*Task requirements*. Set the listing down once more, exactly as given.

*Given records*.
+ + + + +

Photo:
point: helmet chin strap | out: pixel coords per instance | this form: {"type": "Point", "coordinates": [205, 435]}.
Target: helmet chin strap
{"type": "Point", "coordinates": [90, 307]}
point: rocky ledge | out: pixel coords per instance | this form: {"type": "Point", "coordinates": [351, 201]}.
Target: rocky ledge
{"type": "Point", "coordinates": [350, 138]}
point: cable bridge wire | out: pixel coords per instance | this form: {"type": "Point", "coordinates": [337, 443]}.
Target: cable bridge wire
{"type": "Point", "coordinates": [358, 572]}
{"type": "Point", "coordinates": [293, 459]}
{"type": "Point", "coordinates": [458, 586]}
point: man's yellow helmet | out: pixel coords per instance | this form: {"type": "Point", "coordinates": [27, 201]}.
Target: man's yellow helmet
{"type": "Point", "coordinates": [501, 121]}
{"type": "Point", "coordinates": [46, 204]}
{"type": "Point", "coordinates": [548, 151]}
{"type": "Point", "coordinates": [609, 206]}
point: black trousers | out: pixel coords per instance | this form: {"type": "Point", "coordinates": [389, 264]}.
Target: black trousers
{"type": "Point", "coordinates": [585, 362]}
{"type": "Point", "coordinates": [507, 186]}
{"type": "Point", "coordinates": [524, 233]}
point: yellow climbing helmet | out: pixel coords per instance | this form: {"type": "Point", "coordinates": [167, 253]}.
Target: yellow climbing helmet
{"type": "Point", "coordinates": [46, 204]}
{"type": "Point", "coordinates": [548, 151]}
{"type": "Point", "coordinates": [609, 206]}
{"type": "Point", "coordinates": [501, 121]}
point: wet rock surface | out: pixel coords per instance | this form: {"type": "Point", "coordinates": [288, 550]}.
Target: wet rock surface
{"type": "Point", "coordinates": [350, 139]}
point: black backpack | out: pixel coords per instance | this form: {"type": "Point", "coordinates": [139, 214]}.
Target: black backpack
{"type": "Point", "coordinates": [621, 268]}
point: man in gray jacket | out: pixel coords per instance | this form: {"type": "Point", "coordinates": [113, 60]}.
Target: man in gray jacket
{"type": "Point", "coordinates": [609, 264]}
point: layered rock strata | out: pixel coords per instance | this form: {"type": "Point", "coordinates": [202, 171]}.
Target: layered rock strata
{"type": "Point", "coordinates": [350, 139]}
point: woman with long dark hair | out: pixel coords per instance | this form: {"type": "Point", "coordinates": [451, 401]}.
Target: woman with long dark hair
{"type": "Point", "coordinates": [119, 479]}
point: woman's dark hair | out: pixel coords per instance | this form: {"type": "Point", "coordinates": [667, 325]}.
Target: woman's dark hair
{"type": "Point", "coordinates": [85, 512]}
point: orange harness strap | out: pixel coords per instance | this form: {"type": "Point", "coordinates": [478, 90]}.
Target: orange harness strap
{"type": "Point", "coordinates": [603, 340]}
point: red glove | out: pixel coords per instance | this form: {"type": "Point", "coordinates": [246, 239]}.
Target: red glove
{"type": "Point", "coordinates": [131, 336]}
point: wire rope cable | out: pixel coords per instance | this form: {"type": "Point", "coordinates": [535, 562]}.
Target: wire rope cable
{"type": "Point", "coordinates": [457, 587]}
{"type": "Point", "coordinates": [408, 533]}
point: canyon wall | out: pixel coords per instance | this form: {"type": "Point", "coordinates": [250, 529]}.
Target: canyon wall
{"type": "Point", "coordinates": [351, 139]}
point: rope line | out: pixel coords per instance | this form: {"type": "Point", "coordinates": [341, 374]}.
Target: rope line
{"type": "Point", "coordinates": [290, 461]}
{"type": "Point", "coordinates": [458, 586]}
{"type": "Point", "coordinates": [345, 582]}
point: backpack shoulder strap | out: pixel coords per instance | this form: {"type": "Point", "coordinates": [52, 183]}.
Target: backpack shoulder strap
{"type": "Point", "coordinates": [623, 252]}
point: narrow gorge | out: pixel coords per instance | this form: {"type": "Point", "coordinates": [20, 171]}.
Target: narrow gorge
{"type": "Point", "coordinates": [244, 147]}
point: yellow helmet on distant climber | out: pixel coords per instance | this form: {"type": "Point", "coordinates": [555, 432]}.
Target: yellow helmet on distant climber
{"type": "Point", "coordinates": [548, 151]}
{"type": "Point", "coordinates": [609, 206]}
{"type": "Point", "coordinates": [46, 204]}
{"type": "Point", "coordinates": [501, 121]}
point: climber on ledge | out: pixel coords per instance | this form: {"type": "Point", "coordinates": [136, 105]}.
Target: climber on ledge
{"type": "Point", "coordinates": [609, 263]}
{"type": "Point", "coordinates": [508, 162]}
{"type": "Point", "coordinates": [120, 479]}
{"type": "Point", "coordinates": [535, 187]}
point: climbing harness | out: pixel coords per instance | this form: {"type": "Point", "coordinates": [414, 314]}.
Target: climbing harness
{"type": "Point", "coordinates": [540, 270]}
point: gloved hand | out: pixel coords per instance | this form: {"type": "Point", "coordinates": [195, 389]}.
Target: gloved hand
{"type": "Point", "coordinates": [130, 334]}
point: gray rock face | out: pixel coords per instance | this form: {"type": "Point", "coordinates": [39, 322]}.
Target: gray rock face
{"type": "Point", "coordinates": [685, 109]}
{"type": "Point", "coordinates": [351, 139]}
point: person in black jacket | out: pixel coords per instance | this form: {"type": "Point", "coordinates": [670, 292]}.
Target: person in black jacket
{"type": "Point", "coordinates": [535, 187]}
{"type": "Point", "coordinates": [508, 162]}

+ + + + +

*Answer to this exercise*.
Photo:
point: helmet chin strap | out: pixel coords per instance | this form: {"type": "Point", "coordinates": [205, 435]}.
Target: helmet chin strap
{"type": "Point", "coordinates": [90, 307]}
point: rocky ledge | out: pixel coords per instance | this form: {"type": "Point", "coordinates": [351, 201]}.
Target: rocky ledge
{"type": "Point", "coordinates": [350, 138]}
point: cable bridge wire | out: pixel coords per instance | this form: {"type": "Point", "coordinates": [337, 443]}.
Target: cable bridge wire
{"type": "Point", "coordinates": [358, 572]}
{"type": "Point", "coordinates": [293, 459]}
{"type": "Point", "coordinates": [458, 586]}
point: man's yellow helmet | out: pixel coords per instance | this form: {"type": "Point", "coordinates": [27, 201]}.
Target: man's yellow helmet
{"type": "Point", "coordinates": [501, 121]}
{"type": "Point", "coordinates": [46, 204]}
{"type": "Point", "coordinates": [548, 151]}
{"type": "Point", "coordinates": [609, 206]}
point: black trousers | out: pixel coords per instance | this form: {"type": "Point", "coordinates": [389, 264]}.
Target: black trousers
{"type": "Point", "coordinates": [585, 362]}
{"type": "Point", "coordinates": [507, 186]}
{"type": "Point", "coordinates": [524, 233]}
point: yellow climbing helmet | out: pixel coords per instance | this form: {"type": "Point", "coordinates": [167, 253]}.
Target: yellow climbing helmet
{"type": "Point", "coordinates": [46, 204]}
{"type": "Point", "coordinates": [548, 151]}
{"type": "Point", "coordinates": [609, 206]}
{"type": "Point", "coordinates": [501, 121]}
point: wet rock surface | out: pixel coords per instance | this form: {"type": "Point", "coordinates": [288, 550]}.
Target: wet rock surface
{"type": "Point", "coordinates": [350, 139]}
point: black backpack | out: pixel coords per instance | this form: {"type": "Point", "coordinates": [139, 214]}.
Target: black backpack
{"type": "Point", "coordinates": [621, 268]}
point: man in gray jacket | out: pixel coords per instance | this form: {"type": "Point", "coordinates": [113, 60]}.
Target: man in gray jacket
{"type": "Point", "coordinates": [609, 264]}
point: layered rock strata | out: pixel coords per instance | this form: {"type": "Point", "coordinates": [202, 171]}.
Target: layered rock strata
{"type": "Point", "coordinates": [350, 139]}
point: woman with long dark hair | out: pixel coords per instance | this form: {"type": "Point", "coordinates": [451, 401]}.
Target: woman with long dark hair
{"type": "Point", "coordinates": [119, 479]}
point: woman's dark hair | out: pixel coords per instance | this form: {"type": "Point", "coordinates": [667, 325]}.
Target: woman's dark hair
{"type": "Point", "coordinates": [85, 512]}
point: orange harness strap | out: pixel coords per instance | this form: {"type": "Point", "coordinates": [478, 90]}.
Target: orange harness strap
{"type": "Point", "coordinates": [603, 340]}
point: red glove | out: pixel coords per instance | this form: {"type": "Point", "coordinates": [246, 239]}.
Target: red glove
{"type": "Point", "coordinates": [131, 336]}
point: wire rope cable | out: pixel coords per instance | this form: {"type": "Point", "coordinates": [535, 562]}.
Target: wire rope cable
{"type": "Point", "coordinates": [457, 587]}
{"type": "Point", "coordinates": [408, 533]}
point: canyon wall | out: pixel coords per instance | this form: {"type": "Point", "coordinates": [250, 529]}.
Target: canyon wall
{"type": "Point", "coordinates": [351, 139]}
point: rope line | out: pixel coords per instance | this form: {"type": "Point", "coordinates": [341, 374]}.
Target: rope line
{"type": "Point", "coordinates": [290, 461]}
{"type": "Point", "coordinates": [458, 586]}
{"type": "Point", "coordinates": [345, 582]}
point: backpack shoulder strap | out: pixel coords per instance | this form: {"type": "Point", "coordinates": [52, 183]}.
Target: backpack shoulder strap
{"type": "Point", "coordinates": [623, 252]}
point: narrow gorge | out: pixel coords per instance | this form: {"type": "Point", "coordinates": [20, 171]}.
Target: narrow gorge
{"type": "Point", "coordinates": [244, 147]}
point: yellow helmet on distant climber | out: pixel coords per instance | this form: {"type": "Point", "coordinates": [555, 432]}.
Target: yellow helmet on distant climber
{"type": "Point", "coordinates": [548, 151]}
{"type": "Point", "coordinates": [609, 206]}
{"type": "Point", "coordinates": [46, 204]}
{"type": "Point", "coordinates": [501, 121]}
point: climber on ledge | out: pixel coords per instance | this form: {"type": "Point", "coordinates": [136, 105]}.
Target: climber on ledge
{"type": "Point", "coordinates": [609, 263]}
{"type": "Point", "coordinates": [508, 162]}
{"type": "Point", "coordinates": [120, 479]}
{"type": "Point", "coordinates": [535, 187]}
point: climbing harness | out: pixel coords per instance | this form: {"type": "Point", "coordinates": [414, 314]}.
Target: climbing harness
{"type": "Point", "coordinates": [540, 270]}
point: gloved hand | out: pixel coords per instance | this form: {"type": "Point", "coordinates": [195, 389]}.
Target: gloved hand
{"type": "Point", "coordinates": [130, 334]}
point: gray rock face | out: pixel coords per instance | this form: {"type": "Point", "coordinates": [39, 322]}.
Target: gray rock face
{"type": "Point", "coordinates": [685, 109]}
{"type": "Point", "coordinates": [351, 139]}
point: person in black jacket | out: pixel coords per instance | this form: {"type": "Point", "coordinates": [670, 292]}.
Target: person in black jacket
{"type": "Point", "coordinates": [535, 187]}
{"type": "Point", "coordinates": [508, 162]}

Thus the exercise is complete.